What you should do: Below are some entries; can you quote all of them exactly?

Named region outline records
--

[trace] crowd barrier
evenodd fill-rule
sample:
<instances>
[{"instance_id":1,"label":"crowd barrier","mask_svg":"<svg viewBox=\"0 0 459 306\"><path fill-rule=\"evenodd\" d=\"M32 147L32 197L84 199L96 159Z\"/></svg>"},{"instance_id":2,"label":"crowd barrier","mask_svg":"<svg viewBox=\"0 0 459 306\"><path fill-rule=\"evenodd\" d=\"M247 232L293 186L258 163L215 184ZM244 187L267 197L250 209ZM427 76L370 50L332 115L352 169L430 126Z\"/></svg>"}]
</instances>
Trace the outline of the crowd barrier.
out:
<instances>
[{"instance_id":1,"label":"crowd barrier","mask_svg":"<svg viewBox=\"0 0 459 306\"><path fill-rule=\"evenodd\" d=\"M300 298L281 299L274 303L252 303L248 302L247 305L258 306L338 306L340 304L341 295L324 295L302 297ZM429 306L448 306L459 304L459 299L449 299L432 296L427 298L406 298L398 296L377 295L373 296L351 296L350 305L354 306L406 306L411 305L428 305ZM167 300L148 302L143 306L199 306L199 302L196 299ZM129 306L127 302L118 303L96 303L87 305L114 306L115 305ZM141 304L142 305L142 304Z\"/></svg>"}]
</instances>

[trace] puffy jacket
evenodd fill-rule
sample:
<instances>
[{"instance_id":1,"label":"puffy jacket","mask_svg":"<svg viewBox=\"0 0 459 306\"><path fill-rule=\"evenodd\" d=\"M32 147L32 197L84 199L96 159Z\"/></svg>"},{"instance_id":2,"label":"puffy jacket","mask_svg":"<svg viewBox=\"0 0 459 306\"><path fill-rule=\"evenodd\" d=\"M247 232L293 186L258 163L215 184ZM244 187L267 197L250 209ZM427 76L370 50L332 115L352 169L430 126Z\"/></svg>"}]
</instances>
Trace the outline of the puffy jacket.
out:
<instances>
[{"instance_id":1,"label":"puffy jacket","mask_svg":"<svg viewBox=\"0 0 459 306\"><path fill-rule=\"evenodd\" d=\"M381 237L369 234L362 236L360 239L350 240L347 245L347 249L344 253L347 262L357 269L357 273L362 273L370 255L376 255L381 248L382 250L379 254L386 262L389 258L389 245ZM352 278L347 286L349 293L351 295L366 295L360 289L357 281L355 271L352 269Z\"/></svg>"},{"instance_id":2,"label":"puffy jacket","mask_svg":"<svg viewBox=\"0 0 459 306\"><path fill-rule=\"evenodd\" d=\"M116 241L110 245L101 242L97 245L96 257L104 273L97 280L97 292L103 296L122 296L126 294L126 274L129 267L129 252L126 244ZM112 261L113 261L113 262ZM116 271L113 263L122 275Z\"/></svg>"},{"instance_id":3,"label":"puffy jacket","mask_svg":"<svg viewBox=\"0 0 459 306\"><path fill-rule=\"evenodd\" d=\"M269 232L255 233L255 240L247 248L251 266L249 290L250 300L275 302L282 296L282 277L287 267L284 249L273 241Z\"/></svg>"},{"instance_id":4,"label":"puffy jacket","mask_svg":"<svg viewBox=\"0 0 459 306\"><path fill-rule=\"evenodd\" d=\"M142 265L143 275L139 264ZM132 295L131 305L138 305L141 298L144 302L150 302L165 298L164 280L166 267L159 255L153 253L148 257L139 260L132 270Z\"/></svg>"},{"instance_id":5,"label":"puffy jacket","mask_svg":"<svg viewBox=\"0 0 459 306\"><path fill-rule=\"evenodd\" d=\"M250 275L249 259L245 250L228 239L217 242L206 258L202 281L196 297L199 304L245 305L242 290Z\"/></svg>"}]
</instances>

--

Written response:
[trace] crowd barrier
evenodd fill-rule
sample:
<instances>
[{"instance_id":1,"label":"crowd barrier","mask_svg":"<svg viewBox=\"0 0 459 306\"><path fill-rule=\"evenodd\" d=\"M32 147L32 197L84 199L96 159Z\"/></svg>"},{"instance_id":2,"label":"crowd barrier","mask_svg":"<svg viewBox=\"0 0 459 306\"><path fill-rule=\"evenodd\" d=\"M247 232L293 186L258 163L215 184ZM244 187L267 197L250 209ZM427 76L370 50L332 115L352 169L430 126Z\"/></svg>"}]
</instances>
Trace the outline of the crowd barrier.
out:
<instances>
[{"instance_id":1,"label":"crowd barrier","mask_svg":"<svg viewBox=\"0 0 459 306\"><path fill-rule=\"evenodd\" d=\"M300 298L281 299L274 303L252 303L248 302L247 305L258 306L338 306L340 304L341 295L324 295L302 297ZM429 306L448 306L459 304L459 299L449 299L432 296L427 298L406 298L398 296L377 295L373 296L351 296L350 305L354 306L406 306L411 305L428 305ZM167 300L148 302L143 306L199 306L199 302L196 299ZM129 306L127 302L118 303L96 303L87 305L114 306L115 305ZM141 304L142 305L142 304Z\"/></svg>"}]
</instances>

[trace] puffy jacket
evenodd fill-rule
sample:
<instances>
[{"instance_id":1,"label":"puffy jacket","mask_svg":"<svg viewBox=\"0 0 459 306\"><path fill-rule=\"evenodd\" d=\"M32 147L32 197L84 199L96 159Z\"/></svg>"},{"instance_id":2,"label":"puffy jacket","mask_svg":"<svg viewBox=\"0 0 459 306\"><path fill-rule=\"evenodd\" d=\"M247 232L293 186L258 163L215 184ZM244 187L267 197L250 209ZM427 76L370 50L332 115L352 169L430 126Z\"/></svg>"}]
</instances>
Trace the outline of the puffy jacket.
out:
<instances>
[{"instance_id":1,"label":"puffy jacket","mask_svg":"<svg viewBox=\"0 0 459 306\"><path fill-rule=\"evenodd\" d=\"M381 237L369 234L362 236L360 239L350 240L347 245L347 249L344 253L347 262L357 269L357 273L362 273L370 255L376 255L381 248L382 250L379 254L386 262L389 258L389 245ZM352 278L347 286L349 293L351 295L366 295L360 289L357 281L355 271L352 269Z\"/></svg>"},{"instance_id":2,"label":"puffy jacket","mask_svg":"<svg viewBox=\"0 0 459 306\"><path fill-rule=\"evenodd\" d=\"M116 241L110 245L101 242L97 245L96 257L104 273L97 280L97 292L103 296L122 296L126 294L126 274L129 267L129 252L126 244ZM112 261L113 261L113 262ZM116 271L113 263L122 275Z\"/></svg>"},{"instance_id":3,"label":"puffy jacket","mask_svg":"<svg viewBox=\"0 0 459 306\"><path fill-rule=\"evenodd\" d=\"M269 232L255 233L255 240L247 248L251 266L249 290L250 300L275 302L282 296L282 277L287 267L284 249L273 241Z\"/></svg>"},{"instance_id":4,"label":"puffy jacket","mask_svg":"<svg viewBox=\"0 0 459 306\"><path fill-rule=\"evenodd\" d=\"M142 265L143 275L139 264ZM132 295L131 305L138 305L141 298L144 302L150 302L165 298L164 280L166 267L159 255L153 253L148 257L139 260L132 270Z\"/></svg>"},{"instance_id":5,"label":"puffy jacket","mask_svg":"<svg viewBox=\"0 0 459 306\"><path fill-rule=\"evenodd\" d=\"M250 275L249 259L245 250L228 239L217 242L206 258L202 281L196 297L199 304L245 305L242 290Z\"/></svg>"}]
</instances>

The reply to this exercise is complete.